- **Exercise material**:
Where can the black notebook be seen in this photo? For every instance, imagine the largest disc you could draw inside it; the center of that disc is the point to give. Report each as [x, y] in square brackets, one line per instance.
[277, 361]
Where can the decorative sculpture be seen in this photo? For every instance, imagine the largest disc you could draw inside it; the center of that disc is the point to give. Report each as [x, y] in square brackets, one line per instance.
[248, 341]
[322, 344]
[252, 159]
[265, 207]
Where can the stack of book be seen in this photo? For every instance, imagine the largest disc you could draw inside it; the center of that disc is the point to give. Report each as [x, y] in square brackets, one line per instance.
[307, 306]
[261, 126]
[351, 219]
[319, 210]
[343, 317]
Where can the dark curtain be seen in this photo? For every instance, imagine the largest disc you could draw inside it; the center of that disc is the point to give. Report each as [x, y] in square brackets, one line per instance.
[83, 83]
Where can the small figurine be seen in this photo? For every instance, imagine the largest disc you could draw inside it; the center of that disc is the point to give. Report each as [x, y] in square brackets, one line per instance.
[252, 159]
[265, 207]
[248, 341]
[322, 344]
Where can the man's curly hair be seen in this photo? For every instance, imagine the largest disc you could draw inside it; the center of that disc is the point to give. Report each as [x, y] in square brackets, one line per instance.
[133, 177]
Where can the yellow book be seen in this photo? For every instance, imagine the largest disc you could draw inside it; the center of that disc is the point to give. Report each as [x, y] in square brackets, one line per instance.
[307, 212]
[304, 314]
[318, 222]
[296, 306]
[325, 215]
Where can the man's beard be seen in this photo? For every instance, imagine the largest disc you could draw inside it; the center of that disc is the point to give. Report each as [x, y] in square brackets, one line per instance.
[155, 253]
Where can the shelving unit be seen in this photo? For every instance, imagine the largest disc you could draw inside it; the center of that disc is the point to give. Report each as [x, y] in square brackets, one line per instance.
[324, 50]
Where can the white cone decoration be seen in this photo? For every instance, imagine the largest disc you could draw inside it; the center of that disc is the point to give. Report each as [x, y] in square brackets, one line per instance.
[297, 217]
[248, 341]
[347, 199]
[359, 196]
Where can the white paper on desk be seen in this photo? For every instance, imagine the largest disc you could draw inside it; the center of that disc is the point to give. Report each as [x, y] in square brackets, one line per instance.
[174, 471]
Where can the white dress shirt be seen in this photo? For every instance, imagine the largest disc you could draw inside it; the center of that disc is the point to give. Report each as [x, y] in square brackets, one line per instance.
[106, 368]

- **Problem to solve**:
Reproduce every one of the items above word for word, without changing anything.

- **Completed exercise**:
Where can the black notebook be seen in this photo? For every instance, imagine the largest disc you could draw inside it; the center of that disc is the point to give. Report each as [x, y] in square brackets, one line per instance.
[277, 361]
Where can the decorative sculpture be seen in this photo? For every instance, imagine the largest disc you could draw inside it; the center of that disc is the point to give. Report each as [x, y] in square brackets, one line per instance.
[248, 341]
[322, 344]
[252, 159]
[265, 207]
Where can the stack of book be seen in this photo? For every instance, imagine the largest disc you could draw inside it; the center of that disc is the point to give. Report each as [x, y] in square brackets, one line per instance.
[307, 306]
[261, 126]
[351, 219]
[319, 210]
[343, 317]
Where can the dark curtain be seen in this photo? For every instance, imagine the largest disc you could draw inside it; the center of that disc is the point to give. Report each as [x, y] in square brackets, one line per instance.
[83, 83]
Where can the small figurine be seen in this photo? For every instance, imagine the largest disc you could draw inside it; the center of that disc is the point to give. Report each as [x, y] in square brackets, one line per instance.
[252, 159]
[265, 207]
[248, 341]
[322, 344]
Where can the man's curly hair be seen in this photo? For every instance, imagine the largest disc you could draw inside it; the center of that disc is the point to give. Report each as [x, y] in square brackets, one line per instance.
[133, 177]
Where can the yellow book be seen in this photo? For every instance, imagine the largest disc you could draw inside it; the center of that disc is the point to give. Report each as [x, y] in square brackets, one line per instance.
[307, 212]
[304, 314]
[318, 222]
[296, 306]
[325, 215]
Where can the man's beard be seen in this photo? For every instance, imagine the largest disc you could draw inside it; the center of that disc is the point to give. Report each as [x, y] in square brackets, one line per instance.
[155, 253]
Where can the shelving unit be seen in this photo? For every instance, imagine the largest disc you could draw inside it; the center of that disc is the point to give. Report each as [x, y] in square brackets, one line per instance.
[324, 50]
Where can the white cone decoration be seen in this photo? For every instance, imagine the largest disc you could draw inside it; the center of that disc is the point to give. Report each as [x, y] in square brackets, one line per instance.
[297, 217]
[248, 341]
[347, 199]
[359, 196]
Where can the white paper on desk be seen in this photo? For every instance, imagine the largest disc you could draw inside it; the center of that disc is the point to give. Report each as [x, y] in square brackets, one line per instance.
[174, 471]
Where can the white dress shirt be seen in this photo? For every instance, imagine the largest disc you could draw inside it; the center of that disc is the point to give. Report each as [x, y] in square brackets, one line per instance.
[106, 368]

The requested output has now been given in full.